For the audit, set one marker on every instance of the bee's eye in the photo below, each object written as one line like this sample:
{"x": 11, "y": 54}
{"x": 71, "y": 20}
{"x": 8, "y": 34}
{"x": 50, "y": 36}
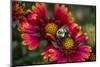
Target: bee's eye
{"x": 61, "y": 33}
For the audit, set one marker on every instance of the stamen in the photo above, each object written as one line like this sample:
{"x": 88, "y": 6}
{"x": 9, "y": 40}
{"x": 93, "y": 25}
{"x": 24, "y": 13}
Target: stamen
{"x": 68, "y": 43}
{"x": 51, "y": 28}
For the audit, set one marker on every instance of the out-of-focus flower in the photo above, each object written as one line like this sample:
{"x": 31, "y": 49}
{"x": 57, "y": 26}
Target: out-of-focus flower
{"x": 93, "y": 56}
{"x": 65, "y": 40}
{"x": 17, "y": 10}
{"x": 90, "y": 29}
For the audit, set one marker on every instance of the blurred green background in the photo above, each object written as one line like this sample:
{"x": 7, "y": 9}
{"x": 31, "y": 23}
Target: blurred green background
{"x": 85, "y": 16}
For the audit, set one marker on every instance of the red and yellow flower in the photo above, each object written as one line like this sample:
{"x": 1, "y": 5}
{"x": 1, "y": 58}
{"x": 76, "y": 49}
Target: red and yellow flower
{"x": 65, "y": 39}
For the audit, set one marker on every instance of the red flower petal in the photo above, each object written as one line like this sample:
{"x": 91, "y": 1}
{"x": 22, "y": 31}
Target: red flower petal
{"x": 31, "y": 40}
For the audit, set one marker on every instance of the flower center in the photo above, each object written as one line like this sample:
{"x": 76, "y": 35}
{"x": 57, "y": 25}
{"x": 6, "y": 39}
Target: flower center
{"x": 68, "y": 43}
{"x": 51, "y": 28}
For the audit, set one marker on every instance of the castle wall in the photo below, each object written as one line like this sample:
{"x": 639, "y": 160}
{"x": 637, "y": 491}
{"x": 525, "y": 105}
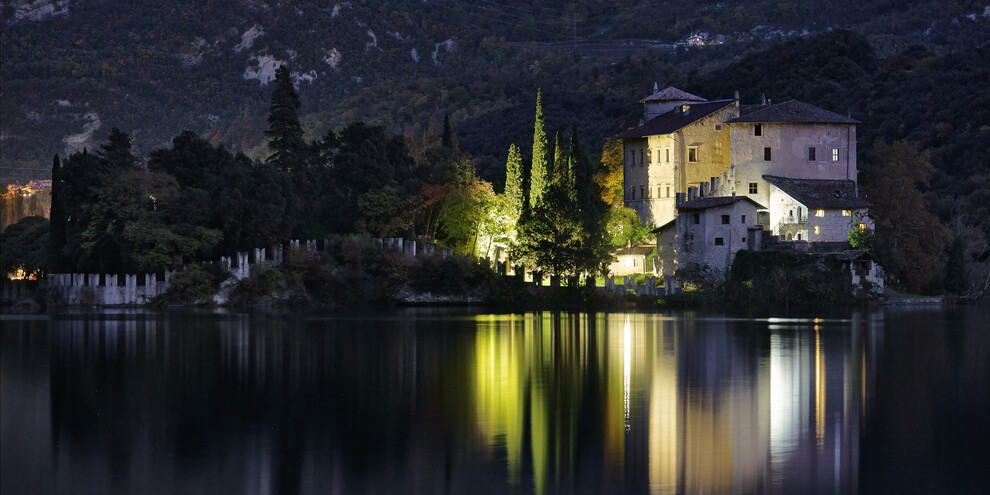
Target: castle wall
{"x": 789, "y": 145}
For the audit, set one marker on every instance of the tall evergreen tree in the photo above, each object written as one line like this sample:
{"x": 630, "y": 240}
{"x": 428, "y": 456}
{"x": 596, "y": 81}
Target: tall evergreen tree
{"x": 514, "y": 190}
{"x": 116, "y": 153}
{"x": 559, "y": 170}
{"x": 448, "y": 134}
{"x": 538, "y": 178}
{"x": 56, "y": 237}
{"x": 285, "y": 134}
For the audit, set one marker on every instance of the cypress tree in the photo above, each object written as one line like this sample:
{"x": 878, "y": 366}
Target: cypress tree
{"x": 541, "y": 157}
{"x": 56, "y": 226}
{"x": 285, "y": 134}
{"x": 514, "y": 190}
{"x": 559, "y": 170}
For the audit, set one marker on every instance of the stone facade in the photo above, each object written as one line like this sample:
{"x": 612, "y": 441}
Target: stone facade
{"x": 710, "y": 231}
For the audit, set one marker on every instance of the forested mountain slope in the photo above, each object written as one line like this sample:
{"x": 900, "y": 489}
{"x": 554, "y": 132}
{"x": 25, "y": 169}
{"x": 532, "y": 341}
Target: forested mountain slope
{"x": 72, "y": 69}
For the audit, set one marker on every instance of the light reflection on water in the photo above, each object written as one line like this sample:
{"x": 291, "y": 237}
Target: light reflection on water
{"x": 432, "y": 402}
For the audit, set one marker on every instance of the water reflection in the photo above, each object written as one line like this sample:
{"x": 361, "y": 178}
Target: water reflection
{"x": 542, "y": 403}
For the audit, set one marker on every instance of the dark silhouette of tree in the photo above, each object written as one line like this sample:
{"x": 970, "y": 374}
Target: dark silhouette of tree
{"x": 285, "y": 135}
{"x": 56, "y": 235}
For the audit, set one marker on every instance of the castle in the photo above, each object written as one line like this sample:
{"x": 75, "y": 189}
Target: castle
{"x": 715, "y": 175}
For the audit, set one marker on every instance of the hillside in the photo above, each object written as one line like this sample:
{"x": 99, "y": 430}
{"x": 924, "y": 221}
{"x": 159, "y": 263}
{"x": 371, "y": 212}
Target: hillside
{"x": 72, "y": 69}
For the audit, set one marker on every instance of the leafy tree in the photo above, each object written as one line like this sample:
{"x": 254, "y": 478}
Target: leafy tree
{"x": 24, "y": 246}
{"x": 608, "y": 176}
{"x": 539, "y": 168}
{"x": 910, "y": 240}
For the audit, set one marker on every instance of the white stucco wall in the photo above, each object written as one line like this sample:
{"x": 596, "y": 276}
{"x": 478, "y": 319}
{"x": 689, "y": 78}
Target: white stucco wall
{"x": 789, "y": 145}
{"x": 651, "y": 179}
{"x": 697, "y": 241}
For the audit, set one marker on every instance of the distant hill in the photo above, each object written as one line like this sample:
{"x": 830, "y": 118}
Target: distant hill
{"x": 72, "y": 69}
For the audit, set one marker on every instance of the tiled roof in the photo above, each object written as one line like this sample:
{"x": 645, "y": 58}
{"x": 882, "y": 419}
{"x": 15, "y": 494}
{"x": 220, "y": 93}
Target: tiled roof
{"x": 712, "y": 202}
{"x": 790, "y": 111}
{"x": 676, "y": 119}
{"x": 671, "y": 94}
{"x": 820, "y": 193}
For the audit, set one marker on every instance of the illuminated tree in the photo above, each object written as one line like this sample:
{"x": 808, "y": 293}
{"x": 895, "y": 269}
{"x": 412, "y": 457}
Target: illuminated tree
{"x": 538, "y": 179}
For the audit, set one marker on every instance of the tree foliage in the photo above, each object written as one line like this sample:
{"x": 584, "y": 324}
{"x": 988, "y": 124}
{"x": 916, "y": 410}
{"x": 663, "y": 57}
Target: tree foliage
{"x": 911, "y": 243}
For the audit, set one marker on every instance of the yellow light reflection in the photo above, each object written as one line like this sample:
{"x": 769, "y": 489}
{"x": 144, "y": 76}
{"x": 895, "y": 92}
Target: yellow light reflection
{"x": 819, "y": 392}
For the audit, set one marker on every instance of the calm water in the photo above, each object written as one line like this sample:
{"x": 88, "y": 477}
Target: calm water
{"x": 891, "y": 401}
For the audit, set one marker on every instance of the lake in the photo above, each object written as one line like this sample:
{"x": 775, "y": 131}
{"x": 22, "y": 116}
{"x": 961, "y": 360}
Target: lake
{"x": 892, "y": 400}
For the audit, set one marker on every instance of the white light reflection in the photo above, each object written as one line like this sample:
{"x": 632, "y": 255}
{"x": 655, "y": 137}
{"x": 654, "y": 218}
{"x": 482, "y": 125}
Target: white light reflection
{"x": 626, "y": 365}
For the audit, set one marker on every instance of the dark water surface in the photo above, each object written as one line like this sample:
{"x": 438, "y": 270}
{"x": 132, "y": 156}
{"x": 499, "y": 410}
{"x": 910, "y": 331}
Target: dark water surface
{"x": 888, "y": 401}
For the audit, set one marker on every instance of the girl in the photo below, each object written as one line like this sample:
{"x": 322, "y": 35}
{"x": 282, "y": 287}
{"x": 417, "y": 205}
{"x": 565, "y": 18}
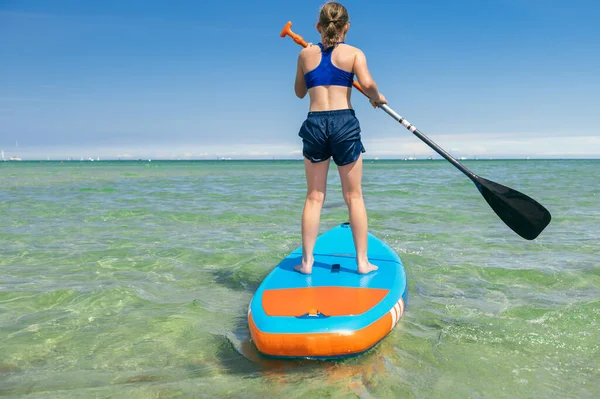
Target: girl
{"x": 326, "y": 73}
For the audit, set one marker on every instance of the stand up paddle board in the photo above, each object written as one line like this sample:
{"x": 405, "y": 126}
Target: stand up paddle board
{"x": 333, "y": 312}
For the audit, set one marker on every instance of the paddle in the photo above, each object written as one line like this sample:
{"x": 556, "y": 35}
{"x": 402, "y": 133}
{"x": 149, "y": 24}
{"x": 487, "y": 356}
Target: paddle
{"x": 522, "y": 214}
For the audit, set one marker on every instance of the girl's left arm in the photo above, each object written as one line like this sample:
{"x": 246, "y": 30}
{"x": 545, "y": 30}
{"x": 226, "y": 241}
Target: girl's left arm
{"x": 300, "y": 84}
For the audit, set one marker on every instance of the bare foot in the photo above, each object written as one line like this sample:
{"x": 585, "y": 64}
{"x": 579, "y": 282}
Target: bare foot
{"x": 366, "y": 268}
{"x": 304, "y": 268}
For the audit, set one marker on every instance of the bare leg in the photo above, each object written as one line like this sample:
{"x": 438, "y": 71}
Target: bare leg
{"x": 316, "y": 181}
{"x": 351, "y": 177}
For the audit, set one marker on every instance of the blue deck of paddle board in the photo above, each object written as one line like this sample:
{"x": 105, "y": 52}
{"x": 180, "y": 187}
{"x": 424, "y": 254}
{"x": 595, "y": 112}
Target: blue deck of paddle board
{"x": 334, "y": 247}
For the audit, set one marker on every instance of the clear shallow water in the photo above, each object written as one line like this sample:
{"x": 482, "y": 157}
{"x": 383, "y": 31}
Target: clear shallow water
{"x": 132, "y": 279}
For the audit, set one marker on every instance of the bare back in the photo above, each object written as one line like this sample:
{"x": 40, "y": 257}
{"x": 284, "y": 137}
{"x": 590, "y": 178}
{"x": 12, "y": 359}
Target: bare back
{"x": 326, "y": 98}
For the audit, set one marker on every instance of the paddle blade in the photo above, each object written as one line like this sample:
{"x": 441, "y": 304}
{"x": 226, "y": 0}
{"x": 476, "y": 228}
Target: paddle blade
{"x": 524, "y": 215}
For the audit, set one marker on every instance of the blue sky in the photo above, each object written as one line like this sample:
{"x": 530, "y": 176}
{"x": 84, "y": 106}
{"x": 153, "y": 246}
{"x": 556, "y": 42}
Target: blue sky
{"x": 199, "y": 79}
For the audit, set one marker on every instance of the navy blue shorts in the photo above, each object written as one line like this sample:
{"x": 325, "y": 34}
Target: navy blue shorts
{"x": 334, "y": 134}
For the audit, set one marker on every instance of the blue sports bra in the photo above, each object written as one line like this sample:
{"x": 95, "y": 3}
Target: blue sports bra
{"x": 328, "y": 74}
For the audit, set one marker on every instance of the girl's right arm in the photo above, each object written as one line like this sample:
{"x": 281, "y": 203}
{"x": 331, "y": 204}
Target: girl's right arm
{"x": 366, "y": 81}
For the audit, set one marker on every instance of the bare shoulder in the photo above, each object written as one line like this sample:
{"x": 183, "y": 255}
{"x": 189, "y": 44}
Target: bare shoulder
{"x": 350, "y": 49}
{"x": 310, "y": 50}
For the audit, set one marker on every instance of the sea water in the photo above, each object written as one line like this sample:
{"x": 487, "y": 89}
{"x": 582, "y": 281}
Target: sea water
{"x": 133, "y": 279}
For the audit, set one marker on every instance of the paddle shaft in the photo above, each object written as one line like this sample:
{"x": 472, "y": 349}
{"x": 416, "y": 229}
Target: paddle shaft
{"x": 298, "y": 39}
{"x": 428, "y": 141}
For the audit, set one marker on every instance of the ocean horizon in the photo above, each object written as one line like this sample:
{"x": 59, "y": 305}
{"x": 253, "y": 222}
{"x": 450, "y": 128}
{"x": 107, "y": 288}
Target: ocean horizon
{"x": 133, "y": 279}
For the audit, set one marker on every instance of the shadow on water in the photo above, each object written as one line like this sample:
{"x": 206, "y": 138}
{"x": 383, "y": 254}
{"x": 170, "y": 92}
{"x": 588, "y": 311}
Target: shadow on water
{"x": 238, "y": 355}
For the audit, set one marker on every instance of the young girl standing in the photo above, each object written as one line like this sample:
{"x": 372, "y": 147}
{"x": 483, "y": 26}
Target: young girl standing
{"x": 326, "y": 73}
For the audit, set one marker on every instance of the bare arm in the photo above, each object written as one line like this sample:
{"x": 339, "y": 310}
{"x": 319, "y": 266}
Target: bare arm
{"x": 365, "y": 79}
{"x": 300, "y": 84}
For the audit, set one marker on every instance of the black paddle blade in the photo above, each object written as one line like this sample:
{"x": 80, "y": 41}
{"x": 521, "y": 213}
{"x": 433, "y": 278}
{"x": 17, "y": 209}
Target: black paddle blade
{"x": 524, "y": 215}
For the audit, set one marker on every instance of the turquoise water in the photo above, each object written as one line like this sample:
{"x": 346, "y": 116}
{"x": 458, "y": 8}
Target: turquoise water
{"x": 132, "y": 279}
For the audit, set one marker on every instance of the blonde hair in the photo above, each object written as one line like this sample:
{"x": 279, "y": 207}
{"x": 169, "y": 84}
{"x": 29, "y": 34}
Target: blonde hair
{"x": 333, "y": 18}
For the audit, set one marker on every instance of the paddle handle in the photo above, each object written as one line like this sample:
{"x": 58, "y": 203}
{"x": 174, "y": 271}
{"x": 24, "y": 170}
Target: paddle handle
{"x": 287, "y": 31}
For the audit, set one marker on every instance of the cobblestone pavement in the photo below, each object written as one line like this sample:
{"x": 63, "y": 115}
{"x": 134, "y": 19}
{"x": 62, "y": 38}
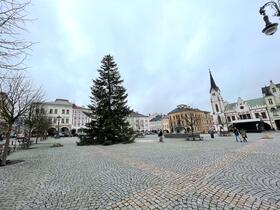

------

**Request**
How many lines of the records above contain the word "petal"? Reply with the number alone.

**Solution to this exercise**
2